__DATA FOR THIS EXERCISE__:

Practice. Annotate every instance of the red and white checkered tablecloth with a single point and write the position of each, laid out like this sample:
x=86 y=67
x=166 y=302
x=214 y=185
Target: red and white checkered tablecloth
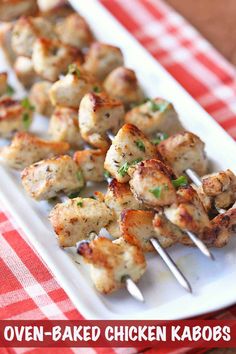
x=28 y=288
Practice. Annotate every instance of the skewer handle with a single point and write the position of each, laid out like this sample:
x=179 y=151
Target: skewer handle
x=133 y=289
x=171 y=265
x=201 y=246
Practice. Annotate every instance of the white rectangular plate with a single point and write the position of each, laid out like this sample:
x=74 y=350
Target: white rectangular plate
x=213 y=283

__REQUEST__: Swap each "Annotate" in the data above for "Mark" and reproduce all of it with nothing else changed, leaving out the pictures.

__TASK OUTPUT__:
Practice. Mark every instance of the red and white checkered tablecloth with a single point and write the position of each, laid out like this sample:
x=86 y=67
x=166 y=302
x=214 y=185
Target: red and white checkered tablecloth
x=28 y=288
Practice. Mark every instance of the skewer handle with a single point and write the position of each, laid out like this sample:
x=179 y=151
Target: skewer handle
x=133 y=289
x=171 y=265
x=201 y=246
Practice. Mark every instance of the white rectangular plate with a single point and write the position of each, laid out like this sample:
x=74 y=350
Target: white rectangular plate
x=213 y=283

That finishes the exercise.